(Dataset records):
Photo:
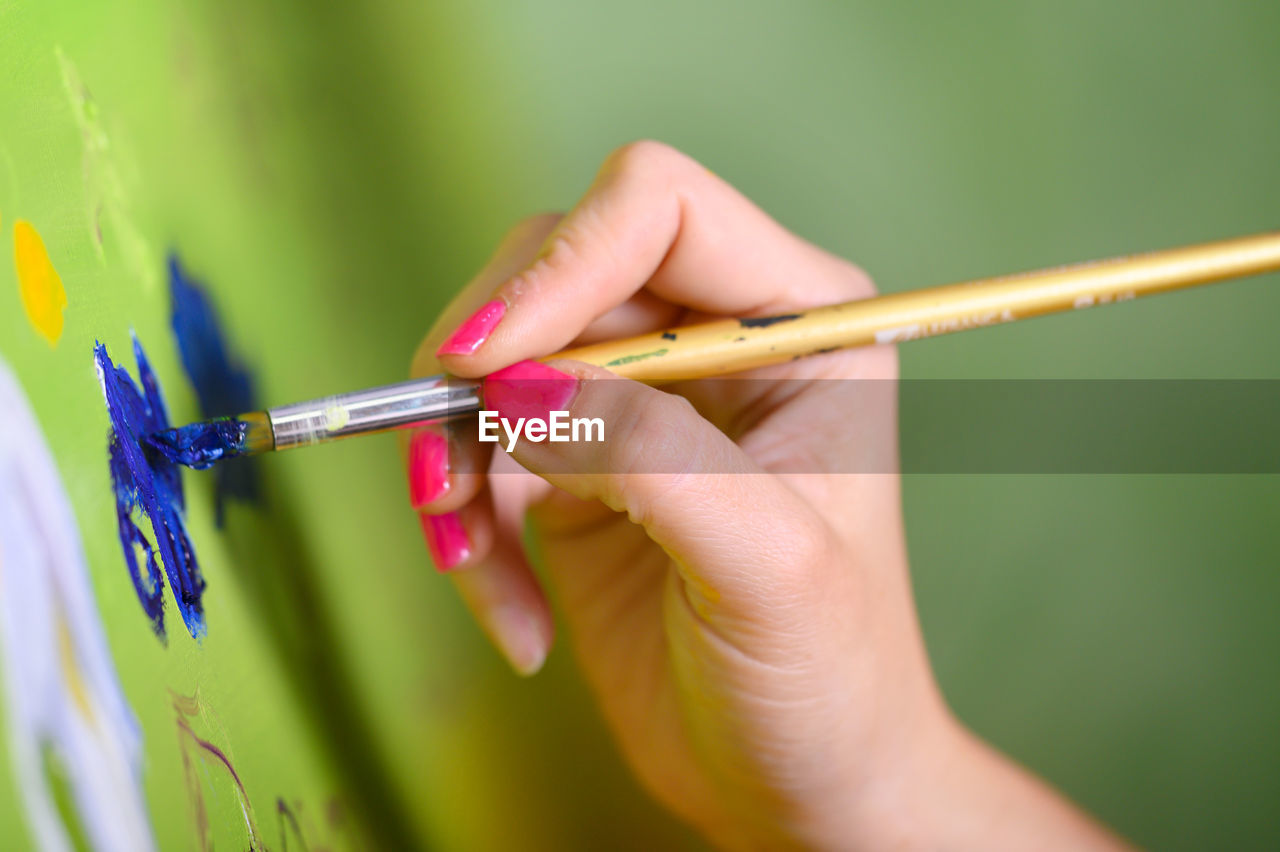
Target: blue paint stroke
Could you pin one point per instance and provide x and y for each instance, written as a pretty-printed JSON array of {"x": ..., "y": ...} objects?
[
  {"x": 224, "y": 388},
  {"x": 200, "y": 445},
  {"x": 147, "y": 481}
]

(Assigned task):
All the material shown above is to be copied exactly, with no pictures carried over.

(Your solution):
Photo:
Target: blue paint stroke
Could you pin one point per instance and provide x and y for each instance, written as a pretty-printed JSON array of {"x": ..., "y": ...} objects?
[
  {"x": 224, "y": 388},
  {"x": 200, "y": 445},
  {"x": 147, "y": 481}
]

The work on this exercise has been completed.